_What you will do_. Write out everything in the entries below, from their very start down through the line containing "xmin=0 ymin=52 xmax=9 ymax=107", as a JSON list of strings with one string per line and no blank lines. Leave the pictures out.

Some entries

+++

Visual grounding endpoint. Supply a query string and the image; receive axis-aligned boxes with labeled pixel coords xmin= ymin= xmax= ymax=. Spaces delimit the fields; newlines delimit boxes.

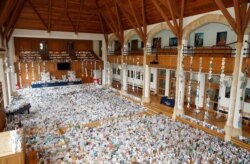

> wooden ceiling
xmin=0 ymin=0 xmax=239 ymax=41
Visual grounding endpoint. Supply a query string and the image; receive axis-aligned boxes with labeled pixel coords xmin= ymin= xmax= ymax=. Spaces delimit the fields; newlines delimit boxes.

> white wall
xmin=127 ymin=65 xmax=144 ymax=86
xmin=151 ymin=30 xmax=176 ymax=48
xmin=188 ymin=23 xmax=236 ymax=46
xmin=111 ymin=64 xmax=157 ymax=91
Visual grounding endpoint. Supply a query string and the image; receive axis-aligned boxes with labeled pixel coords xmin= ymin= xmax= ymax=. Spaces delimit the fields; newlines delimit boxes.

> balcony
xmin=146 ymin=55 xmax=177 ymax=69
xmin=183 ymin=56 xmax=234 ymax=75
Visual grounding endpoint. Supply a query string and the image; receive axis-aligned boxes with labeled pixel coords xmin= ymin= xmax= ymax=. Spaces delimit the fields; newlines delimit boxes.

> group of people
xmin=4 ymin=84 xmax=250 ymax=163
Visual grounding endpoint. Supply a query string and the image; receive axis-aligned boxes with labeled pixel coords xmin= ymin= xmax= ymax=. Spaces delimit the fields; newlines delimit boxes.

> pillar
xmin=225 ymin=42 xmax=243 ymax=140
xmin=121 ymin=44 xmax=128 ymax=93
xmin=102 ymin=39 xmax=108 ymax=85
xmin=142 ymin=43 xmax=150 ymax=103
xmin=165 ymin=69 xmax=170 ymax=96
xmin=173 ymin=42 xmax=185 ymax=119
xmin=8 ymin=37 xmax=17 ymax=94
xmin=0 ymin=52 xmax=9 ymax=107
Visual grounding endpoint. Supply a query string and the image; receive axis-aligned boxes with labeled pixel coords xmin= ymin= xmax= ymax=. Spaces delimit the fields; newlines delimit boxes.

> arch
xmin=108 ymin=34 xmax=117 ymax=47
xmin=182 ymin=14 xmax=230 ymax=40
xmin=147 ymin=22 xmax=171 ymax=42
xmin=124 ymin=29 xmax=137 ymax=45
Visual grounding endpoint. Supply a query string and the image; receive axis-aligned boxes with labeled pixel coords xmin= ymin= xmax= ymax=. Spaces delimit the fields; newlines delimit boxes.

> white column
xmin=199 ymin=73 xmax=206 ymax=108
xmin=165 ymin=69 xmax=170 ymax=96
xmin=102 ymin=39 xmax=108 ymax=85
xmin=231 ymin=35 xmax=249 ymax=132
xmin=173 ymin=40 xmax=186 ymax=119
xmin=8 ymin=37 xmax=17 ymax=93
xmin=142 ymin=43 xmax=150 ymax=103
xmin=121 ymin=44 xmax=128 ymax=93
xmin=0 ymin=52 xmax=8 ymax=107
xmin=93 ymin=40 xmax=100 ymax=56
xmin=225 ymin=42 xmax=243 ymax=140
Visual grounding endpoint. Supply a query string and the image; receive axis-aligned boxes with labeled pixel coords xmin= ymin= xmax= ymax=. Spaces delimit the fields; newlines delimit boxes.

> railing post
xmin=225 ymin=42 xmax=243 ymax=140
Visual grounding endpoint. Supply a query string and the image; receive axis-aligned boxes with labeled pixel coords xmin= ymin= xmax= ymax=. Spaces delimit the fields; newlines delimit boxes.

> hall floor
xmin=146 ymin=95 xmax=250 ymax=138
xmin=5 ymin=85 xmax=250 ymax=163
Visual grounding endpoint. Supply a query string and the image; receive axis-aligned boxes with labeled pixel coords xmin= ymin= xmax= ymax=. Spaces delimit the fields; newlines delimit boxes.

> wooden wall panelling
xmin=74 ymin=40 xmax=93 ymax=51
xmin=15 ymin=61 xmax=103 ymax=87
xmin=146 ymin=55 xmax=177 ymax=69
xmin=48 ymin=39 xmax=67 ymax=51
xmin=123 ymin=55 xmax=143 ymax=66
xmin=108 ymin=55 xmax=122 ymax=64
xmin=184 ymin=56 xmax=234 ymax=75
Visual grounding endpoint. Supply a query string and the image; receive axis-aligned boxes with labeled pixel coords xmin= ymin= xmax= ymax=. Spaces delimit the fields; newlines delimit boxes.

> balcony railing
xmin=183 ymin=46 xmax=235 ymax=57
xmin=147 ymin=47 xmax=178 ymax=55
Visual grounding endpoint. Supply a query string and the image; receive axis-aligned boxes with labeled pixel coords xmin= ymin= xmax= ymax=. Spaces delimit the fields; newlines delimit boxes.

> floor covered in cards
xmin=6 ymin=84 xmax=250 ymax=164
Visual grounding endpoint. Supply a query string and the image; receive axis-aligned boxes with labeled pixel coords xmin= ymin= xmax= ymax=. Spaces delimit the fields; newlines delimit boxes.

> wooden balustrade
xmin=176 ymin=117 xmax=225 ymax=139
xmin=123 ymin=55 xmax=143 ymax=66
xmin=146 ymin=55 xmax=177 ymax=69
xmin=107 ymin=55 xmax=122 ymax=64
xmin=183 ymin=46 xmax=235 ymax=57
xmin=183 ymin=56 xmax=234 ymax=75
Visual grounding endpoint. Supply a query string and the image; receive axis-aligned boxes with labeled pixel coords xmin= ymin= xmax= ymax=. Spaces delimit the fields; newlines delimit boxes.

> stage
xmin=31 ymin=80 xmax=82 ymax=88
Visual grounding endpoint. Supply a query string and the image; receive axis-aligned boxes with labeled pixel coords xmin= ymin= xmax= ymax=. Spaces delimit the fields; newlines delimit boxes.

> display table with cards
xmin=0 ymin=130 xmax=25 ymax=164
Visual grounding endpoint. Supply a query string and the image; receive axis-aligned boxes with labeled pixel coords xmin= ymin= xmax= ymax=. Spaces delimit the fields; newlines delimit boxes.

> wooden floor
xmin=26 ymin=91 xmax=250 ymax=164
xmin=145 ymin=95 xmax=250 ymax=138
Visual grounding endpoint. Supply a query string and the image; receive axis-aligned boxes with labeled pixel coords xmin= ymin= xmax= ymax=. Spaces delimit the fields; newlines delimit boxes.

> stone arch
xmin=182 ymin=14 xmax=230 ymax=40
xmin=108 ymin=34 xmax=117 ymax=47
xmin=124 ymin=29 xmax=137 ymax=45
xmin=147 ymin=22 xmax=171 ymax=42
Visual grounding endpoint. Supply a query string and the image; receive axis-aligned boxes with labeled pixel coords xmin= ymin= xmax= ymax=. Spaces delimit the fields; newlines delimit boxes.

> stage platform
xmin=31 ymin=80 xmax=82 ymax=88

+++

_Response to the task_.
[
  "Visual grounding endpoint. Supply a query string and the image; receive axis-aligned boxes with labeled pixel coords xmin= ymin= xmax= ymax=. Spaces delimit the fields; newlines delimit boxes.",
  "> wooden ceiling",
  "xmin=0 ymin=0 xmax=239 ymax=41",
  "Visual grounding endpoint. Supply a query string and the image; receive axis-aligned boxes with labeled pixel coords xmin= ymin= xmax= ymax=. Spaces delimit the fields; newlines delimit boxes.",
  "> white wall",
  "xmin=127 ymin=65 xmax=144 ymax=86",
  "xmin=151 ymin=30 xmax=176 ymax=48",
  "xmin=188 ymin=23 xmax=236 ymax=46",
  "xmin=111 ymin=64 xmax=157 ymax=91",
  "Visual grounding endpoint. Supply a query string and the image; receive axis-aligned boxes with labeled pixel coords xmin= ymin= xmax= ymax=. Spaces delimit the fields; newlines delimit boxes.",
  "> balcony",
  "xmin=146 ymin=55 xmax=177 ymax=69",
  "xmin=183 ymin=56 xmax=234 ymax=75",
  "Visual grounding endpoint. Supply a query string and the image; receive axis-aligned boxes with labeled pixel coords xmin= ymin= xmax= ymax=. Spaces delimit the fields; newlines delimit boxes.",
  "> group of people",
  "xmin=4 ymin=84 xmax=250 ymax=163",
  "Visual grounding endpoint. Supply a query string and the image; receive axis-aligned boxes with labeled pixel coords xmin= ymin= xmax= ymax=. Spaces delimit the fields; newlines delimit boxes.",
  "> pillar",
  "xmin=225 ymin=42 xmax=243 ymax=140",
  "xmin=121 ymin=44 xmax=128 ymax=93",
  "xmin=102 ymin=39 xmax=108 ymax=85",
  "xmin=142 ymin=43 xmax=150 ymax=103",
  "xmin=165 ymin=69 xmax=170 ymax=96",
  "xmin=173 ymin=42 xmax=185 ymax=119",
  "xmin=8 ymin=37 xmax=17 ymax=94",
  "xmin=0 ymin=52 xmax=9 ymax=107"
]